GIVEN PROBLEM: Copy out every row below, swapping "Place a marker" for "Drop a pin" and leaving everything else as it is. Omit the pictures.
────────────────────
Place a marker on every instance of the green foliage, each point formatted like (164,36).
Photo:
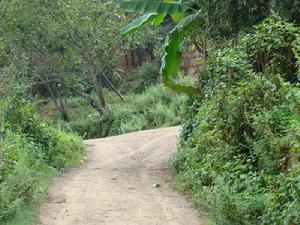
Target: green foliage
(239,154)
(156,107)
(218,19)
(31,149)
(140,79)
(157,7)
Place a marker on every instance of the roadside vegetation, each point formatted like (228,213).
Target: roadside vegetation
(239,147)
(32,153)
(61,81)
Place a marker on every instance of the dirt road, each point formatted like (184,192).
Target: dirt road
(116,185)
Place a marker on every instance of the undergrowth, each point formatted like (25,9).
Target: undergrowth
(32,152)
(240,144)
(154,108)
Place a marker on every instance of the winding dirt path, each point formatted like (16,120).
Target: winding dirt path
(115,185)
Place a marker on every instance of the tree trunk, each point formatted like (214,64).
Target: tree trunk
(96,84)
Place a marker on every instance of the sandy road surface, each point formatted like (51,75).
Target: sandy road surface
(115,186)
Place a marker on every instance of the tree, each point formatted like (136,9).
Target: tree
(68,46)
(218,19)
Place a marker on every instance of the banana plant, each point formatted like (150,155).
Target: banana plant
(154,12)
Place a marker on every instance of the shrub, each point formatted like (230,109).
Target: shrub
(239,155)
(154,108)
(31,150)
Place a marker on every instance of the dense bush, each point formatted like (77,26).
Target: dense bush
(141,78)
(30,150)
(239,154)
(154,108)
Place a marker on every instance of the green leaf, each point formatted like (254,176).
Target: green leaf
(149,6)
(177,17)
(138,23)
(171,62)
(159,19)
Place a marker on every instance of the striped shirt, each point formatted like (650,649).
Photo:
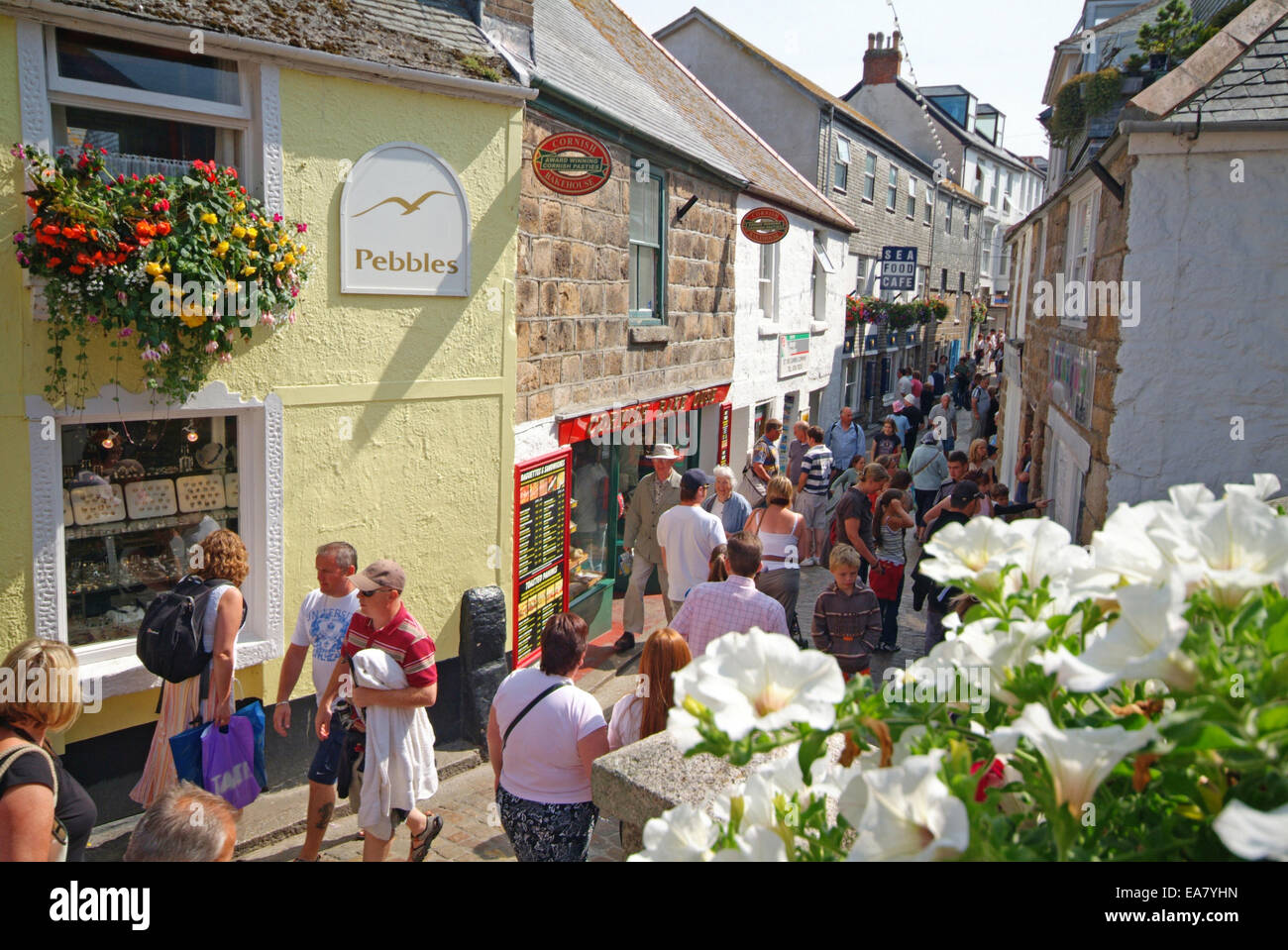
────────────────────
REPLY:
Drop a pin on every instance of the green foliage, each point formatted like (164,36).
Photo:
Target: green foliage
(239,154)
(156,107)
(218,19)
(31,149)
(140,79)
(157,7)
Drop a pin on every instance of the roadside vegetation, each point formatted like (228,213).
Target: roadside vegetation
(239,147)
(32,153)
(61,81)
Drop a pin on every instance of the dirt road, each point formatted like (184,192).
Target: dirt road
(116,185)
Drop a pin on every instance of the undergrowth, each point formatted like (25,9).
Target: undergrowth
(32,152)
(240,144)
(154,108)
Drop a pin on every instance of the winding dirt path, each point formatted like (16,120).
Target: winding dirt path
(115,185)
Drop a pin on every instance of the tree trunk, each point formatted like (214,64).
Target: tree trunk
(96,84)
Drop a pin on every instance of the sandy road surface, each point formatted like (51,75).
Target: sandy road surface
(115,186)
Drop a pin on every instance of the tree, each point formatted like (136,9).
Target: tree
(68,46)
(218,19)
Drop a pin on every instance of the banana plant, each point formatted like (150,155).
Target: banana plant
(154,12)
Drop a pin on every instance of the shrub, each point formatted like (230,109).
Target: shrub
(239,155)
(154,108)
(31,150)
Drop a pin on every instance of the dense bush, each point formatted like (77,26).
Target: dense bush
(141,78)
(30,150)
(239,154)
(154,108)
Drop a pin on every instance of the green leaf, each point formatted like (254,176).
Target: green leaf
(149,6)
(177,17)
(138,23)
(171,62)
(159,19)
Drop a pin on every instance of the striped shirt, each point formatted like (650,649).
Photo:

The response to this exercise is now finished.